[WHAT TO PRODUCE]:
Turn the entries below into a JSON list of strings, one string per line, starting with the line that contains "target: light blue denim shorts" and continuing through the line that contains "M 354 591 L", with blank lines omitted. Leave the picture out of the list.

[INPUT]:
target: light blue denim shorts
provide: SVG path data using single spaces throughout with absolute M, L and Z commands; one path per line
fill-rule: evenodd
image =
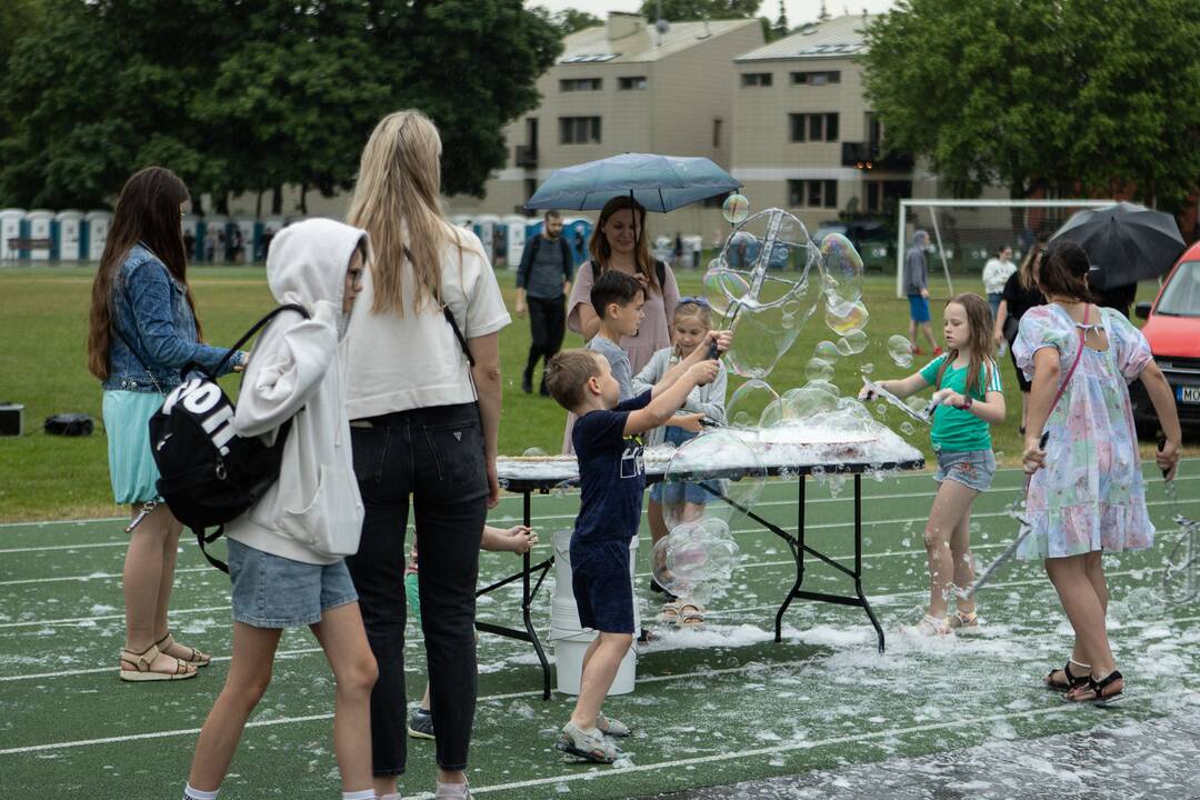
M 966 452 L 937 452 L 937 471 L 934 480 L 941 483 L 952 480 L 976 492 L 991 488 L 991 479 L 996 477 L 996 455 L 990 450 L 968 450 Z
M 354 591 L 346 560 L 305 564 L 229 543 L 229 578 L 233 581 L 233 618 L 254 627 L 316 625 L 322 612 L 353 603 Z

==

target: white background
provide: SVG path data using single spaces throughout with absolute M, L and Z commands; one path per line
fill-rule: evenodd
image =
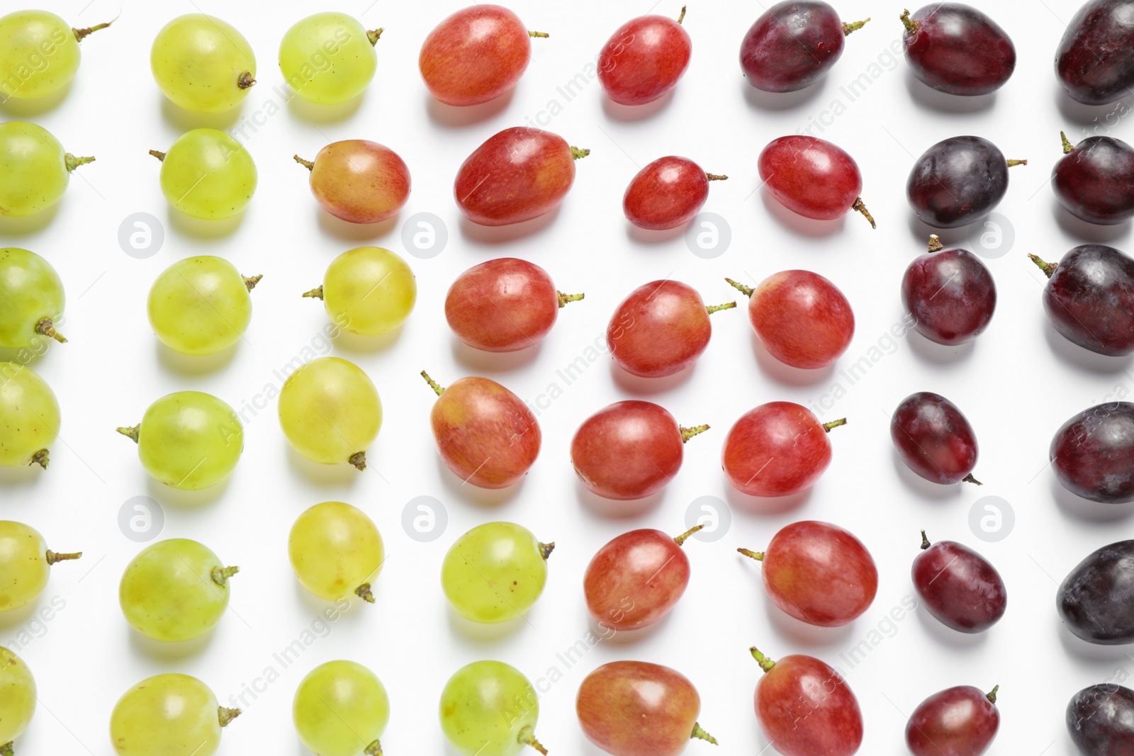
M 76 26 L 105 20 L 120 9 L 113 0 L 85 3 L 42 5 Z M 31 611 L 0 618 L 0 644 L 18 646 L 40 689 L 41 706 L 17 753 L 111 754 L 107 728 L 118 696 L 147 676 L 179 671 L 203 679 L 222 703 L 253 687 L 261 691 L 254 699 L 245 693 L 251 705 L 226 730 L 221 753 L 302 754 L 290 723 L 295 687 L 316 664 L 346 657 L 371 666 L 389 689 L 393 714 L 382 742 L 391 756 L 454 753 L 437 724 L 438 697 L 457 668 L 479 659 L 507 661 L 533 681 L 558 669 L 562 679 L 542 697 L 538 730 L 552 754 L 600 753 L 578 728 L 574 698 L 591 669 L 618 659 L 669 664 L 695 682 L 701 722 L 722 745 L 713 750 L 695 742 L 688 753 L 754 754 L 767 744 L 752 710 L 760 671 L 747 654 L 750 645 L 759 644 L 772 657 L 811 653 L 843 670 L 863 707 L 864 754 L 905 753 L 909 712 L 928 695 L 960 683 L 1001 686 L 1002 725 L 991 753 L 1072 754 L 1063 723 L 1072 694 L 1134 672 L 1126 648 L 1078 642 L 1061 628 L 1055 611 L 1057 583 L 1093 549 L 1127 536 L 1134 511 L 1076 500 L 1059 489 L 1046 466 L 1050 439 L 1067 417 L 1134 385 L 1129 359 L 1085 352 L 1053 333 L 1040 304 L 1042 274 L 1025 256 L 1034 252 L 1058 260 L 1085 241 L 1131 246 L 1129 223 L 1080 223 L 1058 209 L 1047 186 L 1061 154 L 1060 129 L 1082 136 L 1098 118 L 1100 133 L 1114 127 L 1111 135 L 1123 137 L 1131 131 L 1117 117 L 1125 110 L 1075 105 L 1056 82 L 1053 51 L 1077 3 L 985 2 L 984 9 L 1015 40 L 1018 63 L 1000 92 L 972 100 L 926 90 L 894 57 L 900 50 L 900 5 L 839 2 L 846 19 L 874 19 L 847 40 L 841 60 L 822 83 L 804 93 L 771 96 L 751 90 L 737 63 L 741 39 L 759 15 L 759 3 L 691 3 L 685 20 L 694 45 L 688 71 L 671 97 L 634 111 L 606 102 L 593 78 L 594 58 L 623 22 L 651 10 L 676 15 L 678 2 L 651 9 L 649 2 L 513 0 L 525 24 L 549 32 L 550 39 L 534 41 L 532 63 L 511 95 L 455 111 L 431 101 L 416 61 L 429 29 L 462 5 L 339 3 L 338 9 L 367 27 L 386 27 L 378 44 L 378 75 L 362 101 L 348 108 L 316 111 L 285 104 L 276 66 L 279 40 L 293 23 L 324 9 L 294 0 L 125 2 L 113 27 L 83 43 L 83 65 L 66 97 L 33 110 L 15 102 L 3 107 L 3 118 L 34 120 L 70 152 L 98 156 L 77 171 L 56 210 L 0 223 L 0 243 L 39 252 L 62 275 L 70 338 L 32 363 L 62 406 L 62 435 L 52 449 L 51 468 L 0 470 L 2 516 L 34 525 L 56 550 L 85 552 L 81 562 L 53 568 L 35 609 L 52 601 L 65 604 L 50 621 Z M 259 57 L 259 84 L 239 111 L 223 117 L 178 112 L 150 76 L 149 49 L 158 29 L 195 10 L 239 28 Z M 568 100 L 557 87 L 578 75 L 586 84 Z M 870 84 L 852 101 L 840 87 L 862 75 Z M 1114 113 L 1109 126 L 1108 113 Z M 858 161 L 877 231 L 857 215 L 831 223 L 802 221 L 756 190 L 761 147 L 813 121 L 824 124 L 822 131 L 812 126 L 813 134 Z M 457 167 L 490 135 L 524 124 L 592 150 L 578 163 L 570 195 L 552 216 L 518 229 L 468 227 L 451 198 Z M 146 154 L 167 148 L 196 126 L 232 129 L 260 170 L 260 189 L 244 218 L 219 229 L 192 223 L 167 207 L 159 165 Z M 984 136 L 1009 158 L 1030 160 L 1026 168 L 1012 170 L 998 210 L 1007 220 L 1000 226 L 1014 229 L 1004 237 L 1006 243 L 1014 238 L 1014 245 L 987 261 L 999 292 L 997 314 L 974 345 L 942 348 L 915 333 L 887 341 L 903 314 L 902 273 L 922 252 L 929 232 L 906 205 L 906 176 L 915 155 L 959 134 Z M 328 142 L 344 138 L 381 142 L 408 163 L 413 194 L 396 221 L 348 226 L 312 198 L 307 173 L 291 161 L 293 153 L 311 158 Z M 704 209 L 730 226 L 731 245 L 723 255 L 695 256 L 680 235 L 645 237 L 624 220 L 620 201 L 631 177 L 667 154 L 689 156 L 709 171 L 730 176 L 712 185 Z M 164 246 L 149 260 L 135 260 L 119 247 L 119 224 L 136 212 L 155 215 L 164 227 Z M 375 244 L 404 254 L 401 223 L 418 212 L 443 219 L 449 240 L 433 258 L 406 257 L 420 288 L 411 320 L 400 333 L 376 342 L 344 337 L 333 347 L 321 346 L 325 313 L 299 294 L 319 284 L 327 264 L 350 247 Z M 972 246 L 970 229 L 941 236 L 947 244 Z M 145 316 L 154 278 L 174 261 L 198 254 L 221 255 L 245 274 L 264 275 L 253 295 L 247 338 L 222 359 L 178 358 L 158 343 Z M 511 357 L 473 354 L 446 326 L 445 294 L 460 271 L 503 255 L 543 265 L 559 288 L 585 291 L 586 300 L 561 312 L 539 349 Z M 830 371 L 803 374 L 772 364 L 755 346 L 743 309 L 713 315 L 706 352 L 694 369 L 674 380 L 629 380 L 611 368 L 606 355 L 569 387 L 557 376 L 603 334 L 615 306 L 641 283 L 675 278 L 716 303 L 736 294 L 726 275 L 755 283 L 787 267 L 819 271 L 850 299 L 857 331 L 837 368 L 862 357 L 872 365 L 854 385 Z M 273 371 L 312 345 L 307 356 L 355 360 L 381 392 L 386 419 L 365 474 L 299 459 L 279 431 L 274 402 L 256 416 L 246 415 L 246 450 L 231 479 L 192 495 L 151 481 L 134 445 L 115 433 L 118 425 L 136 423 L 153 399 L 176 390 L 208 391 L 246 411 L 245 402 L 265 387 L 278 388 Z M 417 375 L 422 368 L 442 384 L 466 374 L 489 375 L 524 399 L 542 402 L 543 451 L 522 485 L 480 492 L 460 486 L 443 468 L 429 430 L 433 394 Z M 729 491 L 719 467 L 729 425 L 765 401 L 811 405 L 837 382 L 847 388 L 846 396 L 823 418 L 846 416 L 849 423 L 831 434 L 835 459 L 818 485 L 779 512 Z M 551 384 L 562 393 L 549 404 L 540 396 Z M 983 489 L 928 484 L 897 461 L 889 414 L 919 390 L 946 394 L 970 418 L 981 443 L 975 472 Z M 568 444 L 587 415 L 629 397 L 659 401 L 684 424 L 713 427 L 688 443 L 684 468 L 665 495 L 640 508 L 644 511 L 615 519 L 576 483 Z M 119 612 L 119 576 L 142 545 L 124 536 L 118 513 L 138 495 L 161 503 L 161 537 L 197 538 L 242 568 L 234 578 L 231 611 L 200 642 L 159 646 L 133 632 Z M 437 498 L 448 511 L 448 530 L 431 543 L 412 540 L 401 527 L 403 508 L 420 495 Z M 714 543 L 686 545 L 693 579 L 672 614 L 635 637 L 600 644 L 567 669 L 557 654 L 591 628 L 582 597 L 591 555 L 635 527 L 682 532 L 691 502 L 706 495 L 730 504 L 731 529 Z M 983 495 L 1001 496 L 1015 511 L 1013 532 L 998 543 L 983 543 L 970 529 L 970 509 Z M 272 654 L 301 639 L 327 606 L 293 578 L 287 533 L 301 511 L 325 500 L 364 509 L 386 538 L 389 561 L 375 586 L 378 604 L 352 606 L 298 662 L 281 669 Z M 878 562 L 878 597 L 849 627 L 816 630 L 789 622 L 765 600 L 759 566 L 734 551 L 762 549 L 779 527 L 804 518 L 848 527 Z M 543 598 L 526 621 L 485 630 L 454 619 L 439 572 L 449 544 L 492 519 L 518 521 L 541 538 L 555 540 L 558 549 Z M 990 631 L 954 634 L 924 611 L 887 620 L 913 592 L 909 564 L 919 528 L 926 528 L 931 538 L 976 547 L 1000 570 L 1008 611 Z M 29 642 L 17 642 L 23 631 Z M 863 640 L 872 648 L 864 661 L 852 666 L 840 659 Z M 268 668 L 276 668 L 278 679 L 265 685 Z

[EXERCISE RESULT]:
[
  "target: light blue denim shorts",
  "provide: SVG path data using single spaces throughout with absolute M, L and Z commands; one path per line",
  "fill-rule: evenodd",
  "image =",
  "M 966 452 L 937 452 L 937 471 L 934 480 L 941 483 L 952 480 L 976 492 L 991 488 L 991 479 L 996 477 L 996 455 L 990 450 L 968 450 Z",
  "M 354 591 L 346 560 L 305 564 L 229 543 L 229 578 L 233 581 L 233 618 L 254 627 L 316 625 L 322 612 L 353 603 Z"
]